Don’t let your heart be troubled. Do those words speak to the need of your life, friend? Then he gave them a reason and a hope. He said, ““You believe in God? Believe also in me.”
Now it was true, they did believe in God. Abraham, Isaac, and Jacob had all worshipped the Almighty. It’s safe to say you believe in God. You’re on the side of the majority who opt for God, motherhood, and virtue. I mean, who can argue with that?
But believing in Jesus Christ is often another matter. Why is it easier to believe in God than in Christ? Two reasons.
To believe in His Son requires confronting the issue of who He was and why He came. This of course, includes the sticky issue of sin, largely, our own. And that means either we fall at His feet, claiming Him as Lord and Savior, or deny Him and turn and walk away.
The second reason that it’s difficult is that He is no longer seen in the flesh. A little boy of about five showed up at the table with dirty hands so his mother said, “Now before we can thank Jesus for our food, you go and wash those hands.” As the little guy was walking down the hall to the bathroom she yelled, “And use soap and hot water to kill the germs!” Irritated, the little boy grumbled, “Germs and Jesus, germs and Jesus, all I hear around this house is germs and Jesus, and I’ve never seen either one of them.”
Well, the reality, however, is that the life of Jesus Christ is one of the best documented facts of history. There are scores of events with only shreds of actual historical evidence to support them, which are readily accepted. Yet scholars try to deny the historicity of Christ when there is an abundance of evidence to support what He did and said.
“Believe also in me,” said Jesus to a skeptical world. Believe that my words are true, that I came from the Father and died for your sins. Believe that death is not the end, that you are not a victim of your heredity or your circumstances. Believe that your life can be different.
“Faith is not belief without proof, but trust without reservation,” so wrote the Quaker scholar D. Elton Trueblood. It is that easy, friend. Stop letting your heart be troubled, and when you do that, your life will change.

Excerpts from a dataset on pointing at objects:
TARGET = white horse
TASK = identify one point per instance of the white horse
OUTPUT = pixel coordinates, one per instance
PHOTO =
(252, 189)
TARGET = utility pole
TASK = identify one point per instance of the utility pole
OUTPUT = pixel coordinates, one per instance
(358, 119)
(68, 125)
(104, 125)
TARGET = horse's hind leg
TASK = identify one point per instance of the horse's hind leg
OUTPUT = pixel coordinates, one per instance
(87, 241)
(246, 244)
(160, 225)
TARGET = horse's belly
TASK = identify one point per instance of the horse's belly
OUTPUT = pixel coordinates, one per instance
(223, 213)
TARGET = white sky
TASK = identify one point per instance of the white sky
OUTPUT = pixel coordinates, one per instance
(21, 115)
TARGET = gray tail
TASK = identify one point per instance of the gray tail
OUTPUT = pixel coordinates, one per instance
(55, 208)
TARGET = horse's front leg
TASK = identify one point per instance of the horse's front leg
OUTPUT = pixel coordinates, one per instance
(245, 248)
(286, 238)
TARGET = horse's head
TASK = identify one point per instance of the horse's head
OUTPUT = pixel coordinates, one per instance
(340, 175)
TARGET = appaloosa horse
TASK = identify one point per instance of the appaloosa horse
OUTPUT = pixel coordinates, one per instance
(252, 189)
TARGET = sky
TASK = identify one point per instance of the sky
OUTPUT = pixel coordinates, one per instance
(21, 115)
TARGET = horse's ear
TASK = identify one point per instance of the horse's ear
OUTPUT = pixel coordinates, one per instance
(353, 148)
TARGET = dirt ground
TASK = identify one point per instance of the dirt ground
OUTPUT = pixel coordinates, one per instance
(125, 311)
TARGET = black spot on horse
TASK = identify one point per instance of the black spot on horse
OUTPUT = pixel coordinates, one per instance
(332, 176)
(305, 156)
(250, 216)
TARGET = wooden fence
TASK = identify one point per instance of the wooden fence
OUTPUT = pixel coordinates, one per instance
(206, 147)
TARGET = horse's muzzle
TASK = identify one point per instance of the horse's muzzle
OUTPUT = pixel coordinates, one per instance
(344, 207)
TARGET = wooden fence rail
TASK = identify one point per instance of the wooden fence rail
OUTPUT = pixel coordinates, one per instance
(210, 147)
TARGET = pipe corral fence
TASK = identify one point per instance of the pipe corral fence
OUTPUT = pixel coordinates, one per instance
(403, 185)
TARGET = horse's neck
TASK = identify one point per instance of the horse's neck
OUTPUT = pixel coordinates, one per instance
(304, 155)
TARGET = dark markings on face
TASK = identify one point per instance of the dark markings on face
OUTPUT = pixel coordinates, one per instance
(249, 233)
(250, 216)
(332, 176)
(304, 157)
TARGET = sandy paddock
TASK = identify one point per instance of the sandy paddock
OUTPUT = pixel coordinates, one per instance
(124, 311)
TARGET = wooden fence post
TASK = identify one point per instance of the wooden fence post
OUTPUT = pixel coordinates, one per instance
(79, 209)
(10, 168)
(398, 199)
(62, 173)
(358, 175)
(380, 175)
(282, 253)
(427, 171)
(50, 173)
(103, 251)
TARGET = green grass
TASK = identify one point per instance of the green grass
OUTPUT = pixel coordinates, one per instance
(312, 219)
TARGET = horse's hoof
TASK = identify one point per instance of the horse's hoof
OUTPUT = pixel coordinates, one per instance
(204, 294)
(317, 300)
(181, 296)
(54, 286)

* Goal 1: Revise the passage on believing in Christ between "Well, the reality, however, is" and "can be different.", inclusive, swapping "skeptical" for "doubting".
* Goal 2: In the passage on believing in Christ, who wrote that faith is "trust without reservation"?
The listing is separate material, unrelated to the passage on believing in Christ.

* Complete answer 1:
Well, the reality, however, is that the life of Jesus Christ is one of the best documented facts of history. There are scores of events with only shreds of actual historical evidence to support them, which are readily accepted. Yet scholars try to deny the historicity of Christ when there is an abundance of evidence to support what He did and said.
“Believe also in me,” said Jesus to a doubting world. Believe that my words are true, that I came from the Father and died for your sins. Believe that death is not the end, that you are not a victim of your heredity or your circumstances. Believe that your life can be different.

* Complete answer 2: The Quaker scholar D. Elton Trueblood.